_INSTRUCTIONS FOR THE TASK:_
Extract the full text on Arkansas wildlife management areas word for word.

_PAGE TEXT:_
Wildlife Management Areas
The Arkansas Game and Fish Commission (AGFC) oversees the state’s wildlife management areas (WMAs), which are places for public hunting at little or no cost to the participants, though they also have year-round potential for bird watching, seeing wild animals, picnicking, camping, and just enjoying the outdoors. There are more than 100 WMAs, large and small, around the state.
The WMA system encompasses 3,195,875 acres of the state, including tracts owned outright by the AGFC, cooperative areas, and leased lands. The largest portion of the WMA total acreage is in the Ouachita National Forest. Other cooperative WMA land is administered under agreements among the AGFC and the U.S. Army Corps of Engineers, the National Park Service, the U.S. Forest Service, and several other agencies in addition to timber companies and other private owners. Arkansans paid for the lands bought by AGFC—directly and indirectly—and funds for buying more critical wildlife habitat come from all citizens through the one-eighth of one percent conservation sales tax, inaugurated in 1997 through a constitutional amendment passed by Arkansas voters.

_Excerpts from a dataset:_
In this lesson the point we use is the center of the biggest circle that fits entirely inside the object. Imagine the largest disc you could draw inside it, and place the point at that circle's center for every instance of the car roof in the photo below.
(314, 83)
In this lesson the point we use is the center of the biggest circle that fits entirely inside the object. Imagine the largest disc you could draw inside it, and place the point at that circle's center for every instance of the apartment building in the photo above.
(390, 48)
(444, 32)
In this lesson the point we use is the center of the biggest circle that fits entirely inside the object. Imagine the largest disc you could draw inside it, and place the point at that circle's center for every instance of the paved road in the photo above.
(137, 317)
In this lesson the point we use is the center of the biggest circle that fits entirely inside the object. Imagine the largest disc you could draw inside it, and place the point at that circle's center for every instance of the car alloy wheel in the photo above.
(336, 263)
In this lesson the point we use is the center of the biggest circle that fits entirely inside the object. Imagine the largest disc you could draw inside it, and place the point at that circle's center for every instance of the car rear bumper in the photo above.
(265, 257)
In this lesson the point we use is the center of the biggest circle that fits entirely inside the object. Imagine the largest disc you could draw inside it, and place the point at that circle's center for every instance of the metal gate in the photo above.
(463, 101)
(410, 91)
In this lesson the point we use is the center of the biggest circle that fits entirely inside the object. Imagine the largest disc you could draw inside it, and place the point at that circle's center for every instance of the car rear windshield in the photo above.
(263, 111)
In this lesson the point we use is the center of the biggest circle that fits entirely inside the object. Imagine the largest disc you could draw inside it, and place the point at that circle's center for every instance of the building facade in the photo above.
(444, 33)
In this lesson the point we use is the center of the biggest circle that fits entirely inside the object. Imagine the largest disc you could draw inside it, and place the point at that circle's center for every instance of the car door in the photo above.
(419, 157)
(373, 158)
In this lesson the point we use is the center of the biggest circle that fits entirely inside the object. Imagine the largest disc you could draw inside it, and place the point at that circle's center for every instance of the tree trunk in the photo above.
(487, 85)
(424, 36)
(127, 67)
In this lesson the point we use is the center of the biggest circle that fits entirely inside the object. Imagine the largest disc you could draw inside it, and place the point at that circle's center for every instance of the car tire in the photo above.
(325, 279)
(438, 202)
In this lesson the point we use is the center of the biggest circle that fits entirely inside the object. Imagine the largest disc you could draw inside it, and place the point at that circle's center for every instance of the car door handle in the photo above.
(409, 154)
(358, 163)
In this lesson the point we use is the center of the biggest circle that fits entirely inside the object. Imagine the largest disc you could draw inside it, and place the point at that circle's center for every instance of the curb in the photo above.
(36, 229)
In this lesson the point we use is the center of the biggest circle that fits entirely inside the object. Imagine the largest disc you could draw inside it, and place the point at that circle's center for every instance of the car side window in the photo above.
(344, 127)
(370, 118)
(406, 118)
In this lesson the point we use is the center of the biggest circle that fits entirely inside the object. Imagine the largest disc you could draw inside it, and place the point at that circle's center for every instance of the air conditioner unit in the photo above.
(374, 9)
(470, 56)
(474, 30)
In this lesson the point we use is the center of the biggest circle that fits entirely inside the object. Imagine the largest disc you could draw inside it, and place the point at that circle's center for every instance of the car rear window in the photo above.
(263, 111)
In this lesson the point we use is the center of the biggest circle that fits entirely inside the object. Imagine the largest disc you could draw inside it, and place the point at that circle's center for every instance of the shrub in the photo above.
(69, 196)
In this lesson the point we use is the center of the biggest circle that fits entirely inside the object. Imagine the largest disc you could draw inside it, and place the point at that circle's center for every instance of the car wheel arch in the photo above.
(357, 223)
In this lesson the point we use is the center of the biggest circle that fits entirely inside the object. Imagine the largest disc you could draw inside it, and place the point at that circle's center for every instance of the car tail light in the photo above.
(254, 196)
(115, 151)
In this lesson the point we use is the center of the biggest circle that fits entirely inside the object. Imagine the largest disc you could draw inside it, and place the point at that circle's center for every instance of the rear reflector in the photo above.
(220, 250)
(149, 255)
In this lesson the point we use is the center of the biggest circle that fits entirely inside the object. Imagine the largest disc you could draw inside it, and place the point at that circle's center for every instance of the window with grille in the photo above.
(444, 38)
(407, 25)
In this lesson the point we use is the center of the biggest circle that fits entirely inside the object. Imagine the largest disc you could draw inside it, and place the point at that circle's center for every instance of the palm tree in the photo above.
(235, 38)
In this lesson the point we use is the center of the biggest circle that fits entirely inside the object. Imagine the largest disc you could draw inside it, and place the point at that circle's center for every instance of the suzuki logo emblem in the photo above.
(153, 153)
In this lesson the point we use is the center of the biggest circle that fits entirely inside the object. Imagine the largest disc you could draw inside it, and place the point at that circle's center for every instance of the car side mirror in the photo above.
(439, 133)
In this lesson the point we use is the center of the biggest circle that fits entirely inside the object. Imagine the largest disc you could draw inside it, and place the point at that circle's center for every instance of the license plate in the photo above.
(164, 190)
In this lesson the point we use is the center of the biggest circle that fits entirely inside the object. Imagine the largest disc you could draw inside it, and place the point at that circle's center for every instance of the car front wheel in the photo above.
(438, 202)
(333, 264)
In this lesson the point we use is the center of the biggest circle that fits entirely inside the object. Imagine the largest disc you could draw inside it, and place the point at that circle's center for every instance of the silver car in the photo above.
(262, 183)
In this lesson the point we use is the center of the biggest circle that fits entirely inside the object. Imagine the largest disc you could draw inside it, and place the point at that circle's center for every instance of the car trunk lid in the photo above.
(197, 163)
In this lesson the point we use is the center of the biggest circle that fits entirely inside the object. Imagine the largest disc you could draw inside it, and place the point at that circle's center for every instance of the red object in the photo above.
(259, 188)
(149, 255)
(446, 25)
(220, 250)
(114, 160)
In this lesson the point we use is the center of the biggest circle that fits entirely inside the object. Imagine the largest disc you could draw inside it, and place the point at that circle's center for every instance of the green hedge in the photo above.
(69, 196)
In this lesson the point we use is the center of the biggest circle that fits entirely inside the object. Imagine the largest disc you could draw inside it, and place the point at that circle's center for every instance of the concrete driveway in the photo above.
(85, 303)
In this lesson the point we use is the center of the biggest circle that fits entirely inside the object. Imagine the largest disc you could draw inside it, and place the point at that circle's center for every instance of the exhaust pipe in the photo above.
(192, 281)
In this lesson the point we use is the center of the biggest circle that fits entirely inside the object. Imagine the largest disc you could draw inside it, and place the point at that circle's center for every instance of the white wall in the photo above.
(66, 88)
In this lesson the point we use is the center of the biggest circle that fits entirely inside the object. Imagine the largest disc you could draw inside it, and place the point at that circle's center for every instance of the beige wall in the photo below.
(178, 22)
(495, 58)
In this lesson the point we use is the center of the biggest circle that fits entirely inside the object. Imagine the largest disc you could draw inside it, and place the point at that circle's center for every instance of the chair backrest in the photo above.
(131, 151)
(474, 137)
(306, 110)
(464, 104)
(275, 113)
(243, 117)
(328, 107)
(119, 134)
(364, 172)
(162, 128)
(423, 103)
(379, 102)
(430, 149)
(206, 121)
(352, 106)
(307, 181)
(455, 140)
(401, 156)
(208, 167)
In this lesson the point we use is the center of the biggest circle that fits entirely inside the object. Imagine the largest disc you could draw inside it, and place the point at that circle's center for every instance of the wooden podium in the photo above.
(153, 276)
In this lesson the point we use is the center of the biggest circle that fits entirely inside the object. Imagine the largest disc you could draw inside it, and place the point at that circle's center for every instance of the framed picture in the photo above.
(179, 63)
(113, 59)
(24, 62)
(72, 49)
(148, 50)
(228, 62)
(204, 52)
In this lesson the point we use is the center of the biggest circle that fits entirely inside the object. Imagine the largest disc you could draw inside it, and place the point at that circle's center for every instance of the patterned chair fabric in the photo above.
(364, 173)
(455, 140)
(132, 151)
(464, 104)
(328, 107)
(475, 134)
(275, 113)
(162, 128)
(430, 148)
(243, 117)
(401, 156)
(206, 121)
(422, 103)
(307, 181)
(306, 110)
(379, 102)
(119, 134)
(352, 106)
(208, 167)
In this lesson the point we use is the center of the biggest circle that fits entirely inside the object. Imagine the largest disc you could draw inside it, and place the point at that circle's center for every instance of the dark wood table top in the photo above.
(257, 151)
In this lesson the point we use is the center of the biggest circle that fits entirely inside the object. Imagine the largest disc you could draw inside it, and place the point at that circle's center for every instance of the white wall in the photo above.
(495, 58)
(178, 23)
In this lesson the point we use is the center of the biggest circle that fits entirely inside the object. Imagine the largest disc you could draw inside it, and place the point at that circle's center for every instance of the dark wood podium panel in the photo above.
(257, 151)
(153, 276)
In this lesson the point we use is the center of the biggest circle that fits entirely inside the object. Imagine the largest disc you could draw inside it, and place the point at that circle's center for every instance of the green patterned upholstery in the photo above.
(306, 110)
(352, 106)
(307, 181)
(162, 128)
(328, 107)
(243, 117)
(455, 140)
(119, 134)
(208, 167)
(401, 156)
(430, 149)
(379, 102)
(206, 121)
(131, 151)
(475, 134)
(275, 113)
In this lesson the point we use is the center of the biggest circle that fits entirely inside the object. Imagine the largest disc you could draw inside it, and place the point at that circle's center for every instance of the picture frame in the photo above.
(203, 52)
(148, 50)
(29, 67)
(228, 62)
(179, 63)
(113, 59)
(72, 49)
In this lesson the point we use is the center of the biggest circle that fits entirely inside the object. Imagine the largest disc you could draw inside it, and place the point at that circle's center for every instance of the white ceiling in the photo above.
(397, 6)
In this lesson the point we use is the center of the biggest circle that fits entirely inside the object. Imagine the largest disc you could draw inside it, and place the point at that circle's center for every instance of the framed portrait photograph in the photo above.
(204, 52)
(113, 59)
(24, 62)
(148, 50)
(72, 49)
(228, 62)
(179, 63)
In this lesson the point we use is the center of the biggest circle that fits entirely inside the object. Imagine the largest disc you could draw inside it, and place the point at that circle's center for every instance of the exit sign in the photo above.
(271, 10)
---
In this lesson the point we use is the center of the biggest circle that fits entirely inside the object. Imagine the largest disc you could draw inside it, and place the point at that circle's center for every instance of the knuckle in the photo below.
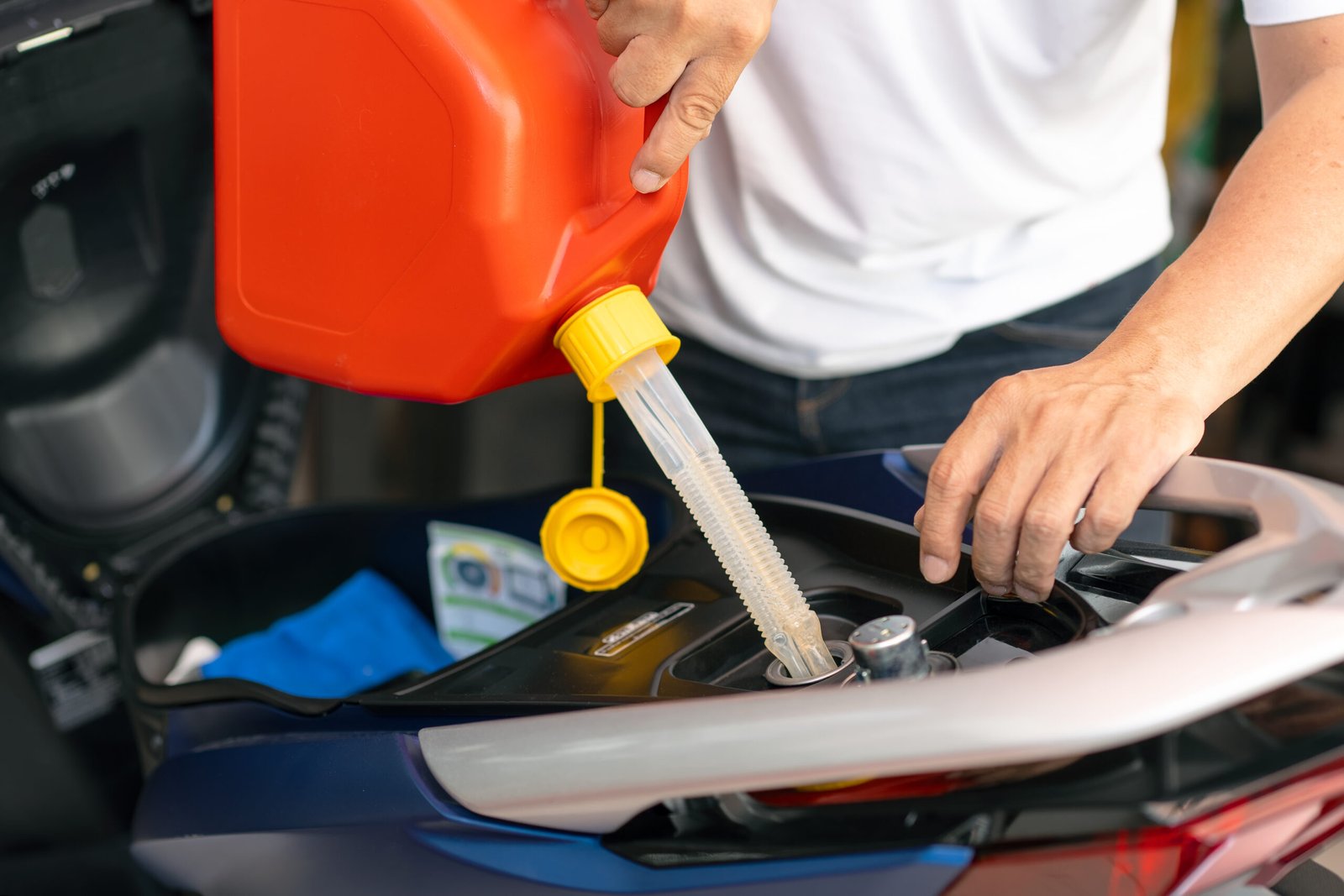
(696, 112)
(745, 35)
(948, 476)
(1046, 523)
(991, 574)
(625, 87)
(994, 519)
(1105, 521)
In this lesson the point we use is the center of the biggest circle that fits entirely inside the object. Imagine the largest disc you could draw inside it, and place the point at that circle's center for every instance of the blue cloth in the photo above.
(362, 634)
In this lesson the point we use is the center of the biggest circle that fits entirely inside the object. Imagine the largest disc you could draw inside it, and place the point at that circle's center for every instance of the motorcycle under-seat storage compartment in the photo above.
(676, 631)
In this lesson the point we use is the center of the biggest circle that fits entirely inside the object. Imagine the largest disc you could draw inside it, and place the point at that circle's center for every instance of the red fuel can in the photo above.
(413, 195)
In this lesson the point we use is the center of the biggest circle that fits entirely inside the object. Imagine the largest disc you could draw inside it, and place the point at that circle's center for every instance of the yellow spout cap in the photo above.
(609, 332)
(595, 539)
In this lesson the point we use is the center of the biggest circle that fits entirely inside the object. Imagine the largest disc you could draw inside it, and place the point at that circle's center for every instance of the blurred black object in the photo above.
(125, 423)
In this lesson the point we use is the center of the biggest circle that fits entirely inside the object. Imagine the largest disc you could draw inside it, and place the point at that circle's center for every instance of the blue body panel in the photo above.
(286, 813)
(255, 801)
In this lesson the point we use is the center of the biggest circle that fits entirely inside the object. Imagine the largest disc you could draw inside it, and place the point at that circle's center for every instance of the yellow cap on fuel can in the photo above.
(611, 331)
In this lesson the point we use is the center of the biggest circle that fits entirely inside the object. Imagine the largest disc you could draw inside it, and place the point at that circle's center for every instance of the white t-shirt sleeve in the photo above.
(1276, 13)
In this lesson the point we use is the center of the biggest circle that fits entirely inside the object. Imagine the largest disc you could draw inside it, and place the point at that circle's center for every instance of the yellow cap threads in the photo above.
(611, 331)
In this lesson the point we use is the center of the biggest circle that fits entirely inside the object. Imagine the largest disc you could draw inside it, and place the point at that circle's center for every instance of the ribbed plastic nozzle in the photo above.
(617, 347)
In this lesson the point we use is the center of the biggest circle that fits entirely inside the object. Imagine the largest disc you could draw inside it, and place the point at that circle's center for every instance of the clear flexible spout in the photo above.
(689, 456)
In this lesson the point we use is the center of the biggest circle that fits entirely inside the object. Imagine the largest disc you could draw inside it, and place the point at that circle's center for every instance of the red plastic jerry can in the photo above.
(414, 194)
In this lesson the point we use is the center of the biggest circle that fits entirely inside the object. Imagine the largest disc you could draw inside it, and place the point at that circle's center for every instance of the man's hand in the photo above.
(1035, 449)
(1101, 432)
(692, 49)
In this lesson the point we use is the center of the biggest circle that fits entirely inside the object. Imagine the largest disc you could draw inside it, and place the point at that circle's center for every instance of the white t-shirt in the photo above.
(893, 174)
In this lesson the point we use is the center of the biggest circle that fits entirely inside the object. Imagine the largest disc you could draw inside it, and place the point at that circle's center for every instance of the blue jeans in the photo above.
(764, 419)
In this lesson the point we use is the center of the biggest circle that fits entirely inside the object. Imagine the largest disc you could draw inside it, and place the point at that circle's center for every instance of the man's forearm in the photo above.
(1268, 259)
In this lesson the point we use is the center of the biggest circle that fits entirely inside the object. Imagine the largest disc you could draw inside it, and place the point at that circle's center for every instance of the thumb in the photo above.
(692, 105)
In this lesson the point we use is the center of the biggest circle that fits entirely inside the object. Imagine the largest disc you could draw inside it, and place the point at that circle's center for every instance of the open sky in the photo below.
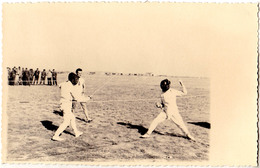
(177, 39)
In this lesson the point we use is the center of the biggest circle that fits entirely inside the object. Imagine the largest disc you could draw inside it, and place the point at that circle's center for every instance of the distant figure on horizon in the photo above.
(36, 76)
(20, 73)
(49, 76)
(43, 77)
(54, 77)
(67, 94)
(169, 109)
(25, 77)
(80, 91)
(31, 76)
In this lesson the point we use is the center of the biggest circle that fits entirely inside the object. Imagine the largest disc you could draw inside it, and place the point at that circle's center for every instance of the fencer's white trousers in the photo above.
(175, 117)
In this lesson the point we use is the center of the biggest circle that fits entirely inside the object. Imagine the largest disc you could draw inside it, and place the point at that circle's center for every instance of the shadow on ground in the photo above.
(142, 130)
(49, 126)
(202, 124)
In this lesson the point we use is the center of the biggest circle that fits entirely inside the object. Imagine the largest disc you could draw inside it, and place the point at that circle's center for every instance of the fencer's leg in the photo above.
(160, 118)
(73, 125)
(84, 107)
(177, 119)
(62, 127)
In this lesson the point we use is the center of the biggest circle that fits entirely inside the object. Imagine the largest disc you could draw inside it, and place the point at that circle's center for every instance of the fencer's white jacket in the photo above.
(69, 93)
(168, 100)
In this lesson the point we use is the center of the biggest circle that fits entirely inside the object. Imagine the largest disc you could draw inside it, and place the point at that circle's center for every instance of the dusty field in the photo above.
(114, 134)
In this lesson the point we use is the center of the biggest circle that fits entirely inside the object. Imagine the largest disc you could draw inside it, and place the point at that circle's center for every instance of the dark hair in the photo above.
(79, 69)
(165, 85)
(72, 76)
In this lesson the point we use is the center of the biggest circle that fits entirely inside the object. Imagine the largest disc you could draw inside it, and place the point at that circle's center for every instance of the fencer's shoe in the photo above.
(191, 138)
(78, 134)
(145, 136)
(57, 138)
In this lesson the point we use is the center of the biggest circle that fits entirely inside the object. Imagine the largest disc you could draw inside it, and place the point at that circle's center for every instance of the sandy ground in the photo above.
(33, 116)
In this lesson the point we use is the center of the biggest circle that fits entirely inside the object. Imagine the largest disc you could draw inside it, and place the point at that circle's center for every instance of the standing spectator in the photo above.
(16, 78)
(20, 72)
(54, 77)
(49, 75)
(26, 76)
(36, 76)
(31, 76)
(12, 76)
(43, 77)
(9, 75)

_FINISHED EXERCISE:_
Wildlife Management Areas
The Arkansas Game and Fish Commission (AGFC) oversees the state’s wildlife management areas (WMAs), which are places for public hunting at little or no cost to the participants, though they also have year-round potential for bird watching, seeing wild animals, picnicking, camping, and just enjoying the outdoors. There are more than 100 WMAs, large and small, around the state.
The WMA system encompasses 3,195,875 acres of the state, including tracts owned outright by the AGFC, cooperative areas, and leased lands. The largest portion of the WMA total acreage is in the Ouachita National Forest. Other cooperative WMA land is administered under agreements among the AGFC and the U.S. Army Corps of Engineers, the National Park Service, the U.S. Forest Service, and several other agencies in addition to timber companies and other private owners. Arkansans paid for the lands bought by AGFC—directly and indirectly—and funds for buying more critical wildlife habitat come from all citizens through the one-eighth of one percent conservation sales tax, inaugurated in 1997 through a constitutional amendment passed by Arkansas voters.